May 12 - Bronze and Hot Water

  • Explored Hot Lakes Springs
  • Toad Miles Today:  2
  • Total Toad Miles Spring12:  1,284
  • Tonight's camp: Eagles Hot Lake RV Park near La Grande, OR. elevation: 2,700 ft.
  • Weather: morning low 37f.  afternoon high 70f; Warm sunny day
  • Notables: 1.) Found far more than I expected at Hot Lake Springs. 2.) Met sculptor David Manuel and learned about the process of creating cast bronze art. 3.) Amazed at the extensive collection of historic artifacts in the History Center.
  • Link to photo album for today

Eagles Hot Lake RV Park got it's name from a large historic facility just up the road called Hot Lake Springs. There, a natural spring spews some 30 gallons of 208f degree hot mineral-laden water out of mother Earth every second... making it one of the largest/hottest hot springs known.

In 1812, early explorers traveling through the valley on their way to the mouth of the Columbia River (present-day Astoria), found and recorded the existence of the springs. Shortly after, a crude early trading post was set up at the site making Hot Lakes one of the oldest established towns in Oregon. Later, as westward migration really caught hold in the 1840s and 1850s, the Oregon Trail came right through Hot Lake Springs (and right through what's now our RV Park). After months on the hot dusty trail, and now being so close to their destination, the chance to rest and soak in hot water for a while must have been a welcomed break. Some called this area "the promised land".

Later, the railroad came through, literally within a few hundred feet of Hot Lake Springs, connecting Portland to the transcontinental railroad system and, thus, to the rest of the country... and many more people came for the curative and healing power of the water. A hotel, restaurant, and a medical facility/hospital grew to accommodate the demand. During the 1920s and 1930s, belief in the beneficial health effects of hot mineral baths reached it's zenith... and this was also the peak of Hot Lakes popularity. We found the same time-line at Hot Springs Arkansas when we visited in April of last year.

After a devastating fire in 1934 that destroyed a portion of the complex, things started down-hill. A series of owners... declining customers... WWII...  changing medical opinion about the benefits of hot mineral baths... all combined to keep it's previous grandeur just out of reach.

**Provided data:**
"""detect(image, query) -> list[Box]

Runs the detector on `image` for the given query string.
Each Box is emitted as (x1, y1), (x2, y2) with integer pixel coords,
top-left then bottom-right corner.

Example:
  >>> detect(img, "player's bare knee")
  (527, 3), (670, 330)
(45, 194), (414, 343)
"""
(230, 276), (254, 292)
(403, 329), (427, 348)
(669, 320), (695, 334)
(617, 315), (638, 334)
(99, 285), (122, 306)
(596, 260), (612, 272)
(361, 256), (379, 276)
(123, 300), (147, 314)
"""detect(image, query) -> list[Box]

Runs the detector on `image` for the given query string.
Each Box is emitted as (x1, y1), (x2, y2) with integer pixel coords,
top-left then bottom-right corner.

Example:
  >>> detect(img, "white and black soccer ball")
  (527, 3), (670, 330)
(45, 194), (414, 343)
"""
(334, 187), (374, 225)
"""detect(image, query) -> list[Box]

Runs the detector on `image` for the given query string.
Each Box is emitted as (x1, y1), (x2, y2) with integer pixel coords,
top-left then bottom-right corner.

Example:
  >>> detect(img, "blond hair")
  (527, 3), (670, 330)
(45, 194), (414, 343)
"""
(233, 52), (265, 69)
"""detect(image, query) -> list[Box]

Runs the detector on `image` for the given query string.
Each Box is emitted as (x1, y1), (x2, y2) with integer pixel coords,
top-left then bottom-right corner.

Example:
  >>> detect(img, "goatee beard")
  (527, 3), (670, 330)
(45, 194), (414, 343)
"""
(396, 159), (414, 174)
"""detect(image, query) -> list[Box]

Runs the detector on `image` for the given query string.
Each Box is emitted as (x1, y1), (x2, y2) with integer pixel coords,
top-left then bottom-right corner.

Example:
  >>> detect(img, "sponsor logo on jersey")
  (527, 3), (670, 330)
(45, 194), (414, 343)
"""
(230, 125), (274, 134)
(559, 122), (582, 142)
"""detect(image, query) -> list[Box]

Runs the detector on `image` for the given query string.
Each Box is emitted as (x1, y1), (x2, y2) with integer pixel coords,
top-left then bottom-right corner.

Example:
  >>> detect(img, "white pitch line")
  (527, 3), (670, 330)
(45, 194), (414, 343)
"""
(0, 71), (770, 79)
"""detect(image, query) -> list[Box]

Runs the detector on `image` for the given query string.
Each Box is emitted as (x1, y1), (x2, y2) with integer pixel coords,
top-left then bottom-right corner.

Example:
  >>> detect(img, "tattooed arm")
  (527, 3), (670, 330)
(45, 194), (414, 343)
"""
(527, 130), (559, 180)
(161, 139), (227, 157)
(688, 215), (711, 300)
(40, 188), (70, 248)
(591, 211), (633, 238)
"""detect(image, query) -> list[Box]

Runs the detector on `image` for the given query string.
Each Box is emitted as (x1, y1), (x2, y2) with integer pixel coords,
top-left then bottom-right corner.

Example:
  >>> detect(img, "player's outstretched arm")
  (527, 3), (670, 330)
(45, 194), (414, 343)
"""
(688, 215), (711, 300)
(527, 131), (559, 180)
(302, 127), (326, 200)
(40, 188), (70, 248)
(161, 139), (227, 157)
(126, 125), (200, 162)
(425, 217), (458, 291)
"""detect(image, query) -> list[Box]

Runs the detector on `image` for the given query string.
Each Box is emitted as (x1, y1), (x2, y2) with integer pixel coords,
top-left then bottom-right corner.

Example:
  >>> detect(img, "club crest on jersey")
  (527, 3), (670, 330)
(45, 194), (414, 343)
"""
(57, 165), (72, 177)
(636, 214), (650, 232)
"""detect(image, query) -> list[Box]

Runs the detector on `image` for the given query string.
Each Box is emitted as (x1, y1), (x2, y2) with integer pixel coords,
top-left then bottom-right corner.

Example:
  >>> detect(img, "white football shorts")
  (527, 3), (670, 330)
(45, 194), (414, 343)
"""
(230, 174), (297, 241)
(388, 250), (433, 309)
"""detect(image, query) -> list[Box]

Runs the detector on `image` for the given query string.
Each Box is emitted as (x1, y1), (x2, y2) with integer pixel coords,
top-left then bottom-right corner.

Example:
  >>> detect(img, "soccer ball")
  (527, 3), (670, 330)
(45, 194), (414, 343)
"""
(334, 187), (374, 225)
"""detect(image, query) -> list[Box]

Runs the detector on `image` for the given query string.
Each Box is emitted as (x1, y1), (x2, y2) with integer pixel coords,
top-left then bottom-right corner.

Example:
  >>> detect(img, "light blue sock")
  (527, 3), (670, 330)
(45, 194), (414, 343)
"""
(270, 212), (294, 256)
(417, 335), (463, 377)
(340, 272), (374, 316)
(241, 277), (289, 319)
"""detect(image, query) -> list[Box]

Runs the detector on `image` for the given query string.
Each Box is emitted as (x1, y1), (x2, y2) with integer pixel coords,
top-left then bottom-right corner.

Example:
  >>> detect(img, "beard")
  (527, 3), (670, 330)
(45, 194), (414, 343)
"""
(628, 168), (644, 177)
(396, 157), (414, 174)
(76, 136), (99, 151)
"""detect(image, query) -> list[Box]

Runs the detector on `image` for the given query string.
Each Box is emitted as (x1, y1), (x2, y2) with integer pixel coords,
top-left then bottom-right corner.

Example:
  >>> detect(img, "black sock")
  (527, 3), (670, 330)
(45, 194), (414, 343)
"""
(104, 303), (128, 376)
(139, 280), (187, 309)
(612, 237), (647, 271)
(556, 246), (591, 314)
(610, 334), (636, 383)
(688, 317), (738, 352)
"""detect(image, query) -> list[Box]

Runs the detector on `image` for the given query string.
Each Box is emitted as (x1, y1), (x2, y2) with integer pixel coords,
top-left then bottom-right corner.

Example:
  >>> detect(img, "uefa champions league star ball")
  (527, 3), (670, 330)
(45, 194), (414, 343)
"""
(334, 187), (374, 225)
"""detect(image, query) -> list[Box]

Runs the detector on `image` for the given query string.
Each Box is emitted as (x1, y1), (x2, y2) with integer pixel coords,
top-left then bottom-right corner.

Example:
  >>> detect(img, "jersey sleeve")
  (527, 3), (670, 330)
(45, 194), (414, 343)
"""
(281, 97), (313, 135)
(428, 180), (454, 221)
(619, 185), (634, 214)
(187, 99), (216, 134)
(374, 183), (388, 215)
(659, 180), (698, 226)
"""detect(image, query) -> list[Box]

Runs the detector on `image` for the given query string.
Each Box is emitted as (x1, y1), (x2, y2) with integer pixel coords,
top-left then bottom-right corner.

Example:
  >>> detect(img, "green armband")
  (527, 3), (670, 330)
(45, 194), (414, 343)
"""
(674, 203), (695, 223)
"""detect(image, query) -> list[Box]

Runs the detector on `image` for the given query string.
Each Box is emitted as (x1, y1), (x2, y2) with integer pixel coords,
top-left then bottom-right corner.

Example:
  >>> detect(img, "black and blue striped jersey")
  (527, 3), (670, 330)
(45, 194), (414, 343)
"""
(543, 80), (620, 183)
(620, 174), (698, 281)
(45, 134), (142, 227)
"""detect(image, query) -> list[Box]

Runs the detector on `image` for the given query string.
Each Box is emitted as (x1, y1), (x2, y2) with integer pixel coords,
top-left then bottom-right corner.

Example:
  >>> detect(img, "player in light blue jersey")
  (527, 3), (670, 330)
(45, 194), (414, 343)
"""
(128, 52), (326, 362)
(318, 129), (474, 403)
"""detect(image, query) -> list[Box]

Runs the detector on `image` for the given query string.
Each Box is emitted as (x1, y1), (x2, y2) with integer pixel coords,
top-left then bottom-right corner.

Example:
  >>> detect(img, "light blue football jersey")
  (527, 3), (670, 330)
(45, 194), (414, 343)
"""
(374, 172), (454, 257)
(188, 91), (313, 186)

**About this exercise:**
Continue the travel journal entry about Hot Lake Springs, starting after its final sentence. The rows that come after the travel journal entry are unrelated material and have no connection to it.

**Response to the exercise:**
In 2003 a new owner, an entire family, purchased the property. Famous Sculptor David Manuel, his wife, and a collection of other sons and daughters were the new owners, and they set out on, what turned out to be, a 9 year project to restore the place and make it a going concern once again. Recently, they opened for business and are working hard to continue renovations and return Hot Lake Springs to the map and into the consciousness of those looking for an experience you can't get just anywhere.

During our tour today, we listened to an extensive presentation by Lee Manuel, David's wife and the real driving force behind the restoration project. We visited the 2-level History Center which showcases David's extensive collection of Indian, American Pioneer, and US wartime artifacts, the Bed and Breakfast floor with it's uniquely decorated rooms, the foundry building where David's sculptures are converted from clay to cast bronze, and finally a meeting with David in his studio where he was working on this year's piece. We also had lunch in the restaurant and wandered around the grounds looking for signs of the old Oregon Trail and checking out the hot baths, pools, and tubs. About the only thing we didn't do was get into any hot water ourselves. You gotta leave something for the next visit.

Our visit to Hot Lake Springs turned out to be far more interesting and rewarding than I had hoped for. And Dar... well, she was just glowing. She loves stories of history and renewal... bringing the old back to life again... regaining that sense of what it used to be. She just loves it.